Dataset rows on where objects appear
-.-.-

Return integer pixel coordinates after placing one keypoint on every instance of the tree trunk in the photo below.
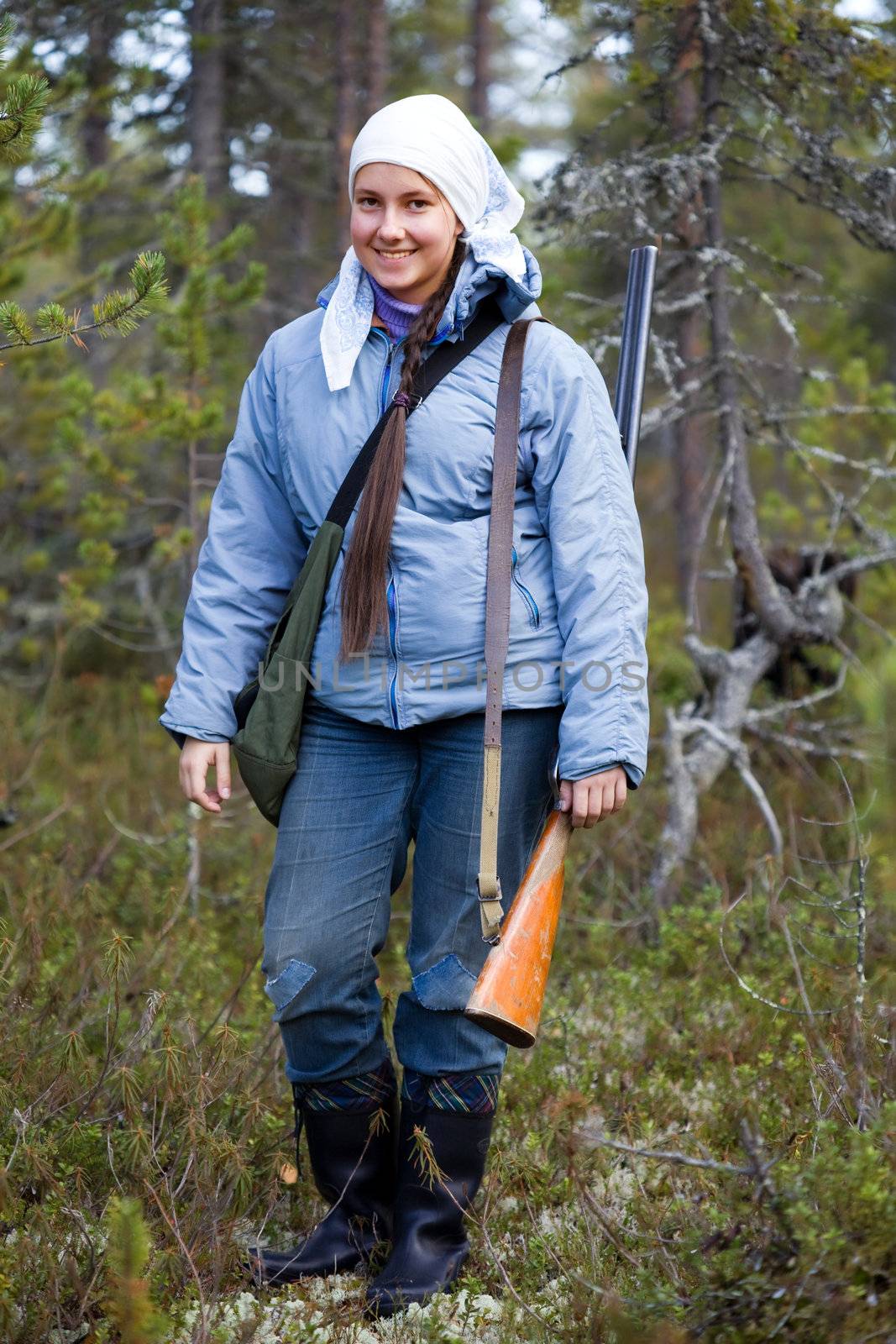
(345, 121)
(376, 57)
(207, 128)
(689, 456)
(481, 65)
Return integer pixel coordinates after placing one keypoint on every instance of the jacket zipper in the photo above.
(535, 620)
(390, 593)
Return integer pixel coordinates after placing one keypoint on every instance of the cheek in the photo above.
(360, 228)
(432, 233)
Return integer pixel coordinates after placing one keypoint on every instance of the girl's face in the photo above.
(403, 230)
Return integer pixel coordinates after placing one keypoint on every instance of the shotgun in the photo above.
(508, 995)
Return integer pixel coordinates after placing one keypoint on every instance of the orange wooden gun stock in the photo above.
(506, 998)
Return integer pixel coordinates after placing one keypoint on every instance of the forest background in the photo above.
(700, 1144)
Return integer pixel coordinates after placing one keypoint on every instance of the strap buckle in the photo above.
(493, 917)
(409, 400)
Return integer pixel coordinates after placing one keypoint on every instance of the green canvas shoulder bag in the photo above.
(269, 709)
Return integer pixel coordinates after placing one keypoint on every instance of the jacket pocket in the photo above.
(535, 616)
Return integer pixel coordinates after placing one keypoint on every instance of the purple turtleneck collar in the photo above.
(396, 315)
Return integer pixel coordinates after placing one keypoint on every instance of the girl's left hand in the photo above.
(594, 797)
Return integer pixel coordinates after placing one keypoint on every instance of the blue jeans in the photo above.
(359, 795)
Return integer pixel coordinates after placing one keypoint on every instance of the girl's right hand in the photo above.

-.-.-

TASK DIRECTIONS: Copy out the lines of the listing word for word, starting with the line that contains "left hand in the photo above." and continuing through the end of the listing, with both of those lines included.

COMPLETE RESPONSE:
Return integer pixel coordinates after placing one keypoint on every instance of the girl's left hand in the photo above.
(594, 797)
Return integer pixel coordinates after placing one keypoint on every instance of the blue jeans in the photo above.
(359, 795)
Return integer pixel coordinates after placing one keypoint on every instance of the girl's right hand in the photo above.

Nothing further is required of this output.